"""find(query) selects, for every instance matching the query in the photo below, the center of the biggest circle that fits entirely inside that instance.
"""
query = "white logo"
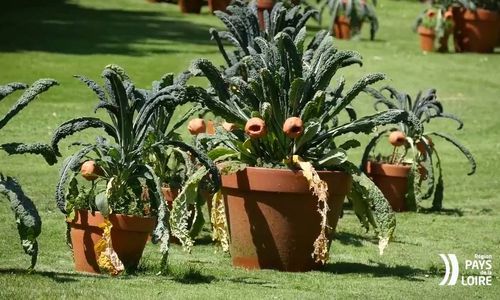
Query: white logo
(453, 269)
(481, 263)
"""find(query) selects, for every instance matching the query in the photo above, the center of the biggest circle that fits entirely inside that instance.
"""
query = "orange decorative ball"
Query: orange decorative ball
(229, 126)
(90, 170)
(255, 128)
(197, 126)
(293, 127)
(397, 138)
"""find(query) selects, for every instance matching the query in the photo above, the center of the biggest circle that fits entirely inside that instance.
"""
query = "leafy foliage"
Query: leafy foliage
(28, 221)
(356, 11)
(285, 81)
(242, 28)
(29, 224)
(426, 163)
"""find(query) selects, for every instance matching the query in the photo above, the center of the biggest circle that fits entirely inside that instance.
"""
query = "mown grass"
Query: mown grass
(61, 38)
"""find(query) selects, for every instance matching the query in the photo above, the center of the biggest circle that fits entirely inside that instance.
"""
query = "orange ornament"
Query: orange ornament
(197, 126)
(90, 170)
(293, 127)
(397, 138)
(255, 128)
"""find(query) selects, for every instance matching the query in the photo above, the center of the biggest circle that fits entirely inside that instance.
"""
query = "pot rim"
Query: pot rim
(87, 218)
(282, 181)
(386, 169)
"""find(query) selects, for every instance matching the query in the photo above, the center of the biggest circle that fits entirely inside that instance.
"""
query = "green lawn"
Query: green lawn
(59, 39)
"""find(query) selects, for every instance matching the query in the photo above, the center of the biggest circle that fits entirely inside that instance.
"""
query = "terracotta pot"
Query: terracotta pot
(128, 235)
(218, 5)
(475, 31)
(392, 180)
(427, 38)
(263, 5)
(190, 6)
(273, 218)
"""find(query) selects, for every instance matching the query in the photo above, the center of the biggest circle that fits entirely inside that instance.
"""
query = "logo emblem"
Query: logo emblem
(452, 268)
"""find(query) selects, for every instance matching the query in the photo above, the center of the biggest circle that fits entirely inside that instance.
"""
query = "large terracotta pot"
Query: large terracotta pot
(342, 28)
(392, 180)
(218, 5)
(264, 5)
(475, 31)
(129, 235)
(273, 218)
(190, 6)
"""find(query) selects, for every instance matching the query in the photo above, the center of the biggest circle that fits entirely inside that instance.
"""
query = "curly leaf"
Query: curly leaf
(29, 224)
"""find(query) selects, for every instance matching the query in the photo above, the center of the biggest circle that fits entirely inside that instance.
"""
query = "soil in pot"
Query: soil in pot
(218, 5)
(190, 6)
(392, 180)
(342, 28)
(273, 218)
(475, 31)
(129, 235)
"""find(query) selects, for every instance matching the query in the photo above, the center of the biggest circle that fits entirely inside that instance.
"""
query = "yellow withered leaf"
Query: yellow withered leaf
(319, 188)
(107, 259)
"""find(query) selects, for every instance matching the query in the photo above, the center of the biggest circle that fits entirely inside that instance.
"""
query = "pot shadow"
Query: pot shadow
(59, 277)
(267, 252)
(191, 276)
(62, 27)
(378, 270)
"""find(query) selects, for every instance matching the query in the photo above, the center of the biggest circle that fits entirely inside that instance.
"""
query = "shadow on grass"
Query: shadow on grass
(189, 275)
(60, 277)
(357, 240)
(378, 270)
(57, 26)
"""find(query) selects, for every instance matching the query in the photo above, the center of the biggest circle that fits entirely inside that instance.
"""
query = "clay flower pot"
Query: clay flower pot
(342, 28)
(273, 218)
(392, 180)
(475, 31)
(190, 6)
(427, 37)
(218, 5)
(128, 235)
(264, 5)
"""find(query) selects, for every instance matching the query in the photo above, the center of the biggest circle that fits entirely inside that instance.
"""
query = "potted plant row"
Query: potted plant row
(113, 211)
(348, 16)
(434, 26)
(407, 166)
(29, 224)
(476, 23)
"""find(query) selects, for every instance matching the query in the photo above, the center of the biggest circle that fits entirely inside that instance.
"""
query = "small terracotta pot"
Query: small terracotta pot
(273, 218)
(190, 6)
(392, 180)
(129, 235)
(342, 28)
(263, 5)
(218, 5)
(475, 31)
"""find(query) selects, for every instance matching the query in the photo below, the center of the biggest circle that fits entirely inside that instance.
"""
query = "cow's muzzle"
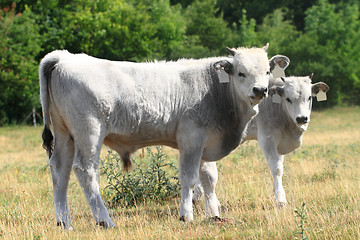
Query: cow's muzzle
(258, 93)
(302, 120)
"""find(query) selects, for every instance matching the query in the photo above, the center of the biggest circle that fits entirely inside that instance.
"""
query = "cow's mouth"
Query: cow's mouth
(302, 126)
(255, 99)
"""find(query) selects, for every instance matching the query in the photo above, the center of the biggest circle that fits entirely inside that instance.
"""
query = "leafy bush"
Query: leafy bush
(152, 179)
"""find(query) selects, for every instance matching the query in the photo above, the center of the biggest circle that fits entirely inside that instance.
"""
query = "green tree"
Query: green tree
(330, 48)
(19, 45)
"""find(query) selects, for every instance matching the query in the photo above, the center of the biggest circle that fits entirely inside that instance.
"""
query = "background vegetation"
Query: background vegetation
(323, 173)
(320, 36)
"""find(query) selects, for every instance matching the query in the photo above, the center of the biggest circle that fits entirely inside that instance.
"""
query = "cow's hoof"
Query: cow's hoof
(219, 219)
(185, 219)
(281, 204)
(105, 224)
(64, 225)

+++

Transcribe the material exactly, leaving every picture out.

ANSWER:
"""find(query) selects, for every instance matching the query in the photo below, the center of the biggest circle that fits entirely inside that instance.
"""
query = "white logo"
Query: white logo
(453, 269)
(481, 263)
"""find(query) selects, for every instance matching the query in the photo above, the center of the biggest circle that fits entirely inside that instance.
"""
query = "orange decorative ball"
Query: orange decorative ball
(229, 126)
(90, 170)
(255, 128)
(197, 126)
(293, 127)
(397, 138)
"""find(query) selects, for every instance matching the query in the photo above, the center of the biggest circle that fits entirely inside that instance.
"""
query = "leafy foliage"
Query: leafy foliage
(28, 221)
(356, 11)
(285, 81)
(242, 28)
(29, 224)
(426, 163)
"""find(query) selects, for every instance matching the query in the photo above, the center of the biggest circle that fits entirely inside that instance.
"""
query = "mown grass"
Query: mown grass
(61, 38)
"""find(query) selects, for every instance matching the query in the photo above, the center of the biggest circle that fits entirely inside that instance.
"""
query = "orange ornament"
Query: orange ornament
(197, 126)
(90, 170)
(293, 127)
(397, 138)
(255, 128)
"""find(query) selects, for every instance matching the query in the photo above, the center of the biggest circle that fits entirely inside that instance.
"""
query = "pot rim"
Query: pot rim
(87, 218)
(282, 181)
(386, 169)
"""find(query) selects, for every instance matching the query in the photo above, the center of the biggest circle that fits entirely inside that instance.
"""
query = "green lawn"
Query: green lawn
(59, 39)
"""find(query) selects, for every instance matching the query in the photo above, the center of the biggest circle that fits entirely inside that instance.
"""
query = "terracotta pot"
Query: terracotta pot
(128, 235)
(218, 5)
(475, 31)
(392, 180)
(427, 38)
(263, 5)
(190, 6)
(273, 218)
"""find(query) selects, for every instance matching the query in the photo above, the center of the biggest circle that fits entirely inside that instance.
"""
query = "logo emblem"
Query: logo emblem
(452, 268)
"""find(query) selects, for every instance matching the query in the photo above, the center of the biggest circle that fits entirely inside that instance.
"""
query = "large terracotta pot"
Query: large terracotta pot
(342, 28)
(392, 180)
(218, 5)
(264, 5)
(475, 31)
(129, 235)
(273, 218)
(190, 6)
"""find(query) selects, for every instance matching the query in the photo above, the center of the biggest circle that fits entirely inside that instance.
"""
query = "curly leaf"
Query: curly leaf
(29, 224)
"""find(query) selects, for every instance matching the query in the photo above, the center of the biggest circle that fits entirely inside that instance.
"""
query = "soil in pot"
Query: soil in pot
(218, 5)
(190, 6)
(392, 180)
(342, 28)
(273, 218)
(475, 31)
(129, 235)
"""find(query) selects, for every instance matching the query in the photo above, the center of the biggest circle that fits entirely inside that instance.
"""
query = "yellow withered leaf"
Query: yellow withered leaf
(319, 188)
(107, 259)
"""find(query) selects, for every instance matching the query in the photo above, the center of the biggest circle that fits entirely inside that instance.
"""
query = "pot shadow"
Query: pot shadow
(59, 277)
(267, 252)
(191, 276)
(62, 27)
(378, 270)
"""find(query) selects, for every instance matching the query in the photo above, the center of the biggest circle that fits entirely inside that instance.
"""
query = "shadow on grass"
Query: shadow on grass
(189, 275)
(60, 277)
(357, 240)
(378, 270)
(57, 26)
"""find(query) selects, for every instance matching the query in the photo above, the center of the biggest circle that fits entirely inside that instance.
"""
query = "clay flower pot"
Query: clay flower pot
(342, 28)
(273, 218)
(392, 180)
(475, 31)
(190, 6)
(427, 37)
(218, 5)
(128, 235)
(264, 5)
"""find(query) selects, for every instance matching the query in the photo above, the center of the biggest circle that fits entirely inside that instance.
"""
query = "potted plant row"
Query: potted plant row
(113, 211)
(348, 16)
(434, 26)
(407, 166)
(29, 224)
(476, 23)
"""find(query) selects, for every instance matching the query in the photo above, the center of the biggest circle that fits entirely inside that instance.
"""
query = "small terracotta pot"
Query: small terracotta pot
(273, 218)
(190, 6)
(392, 180)
(129, 235)
(342, 28)
(263, 5)
(218, 5)
(475, 31)
"""find(query) selects, for every instance matching the query in the photo below, the center of the biggest circle that fits entirely inside that instance.
"""
query = "cow's muzzle"
Query: cow's muzzle
(258, 93)
(302, 120)
"""find(query) selects, for every instance matching the query in the photo above, the center of the biggest circle that fits entirely inside that instance.
"""
query = "cow's mouth"
Query: cow's mouth
(302, 126)
(255, 99)
"""find(query) selects, for every instance matching the query in the photo above, the center of the biggest circle that fits entirely inside that instance.
"""
query = "leafy bush"
Query: leafy bush
(152, 179)
"""find(query) selects, for every instance matching the query in the photo above, the center of the biggest circle that fits entirely inside that instance.
"""
query = "green tree"
Query: green tree
(330, 48)
(19, 45)
"""find(query) selects, for every instance matching the query in the photo above, the center of the biggest circle that fits entirely inside that instance.
"""
query = "background vegetation"
Query: background vegetation
(323, 173)
(320, 36)
"""find(query) selects, for every instance matching the query in the photo above, the center of the biggest circle that fits entirely inside that instance.
"""
query = "cow's hoof"
Query: cow's hoof
(219, 219)
(185, 219)
(281, 204)
(105, 224)
(64, 225)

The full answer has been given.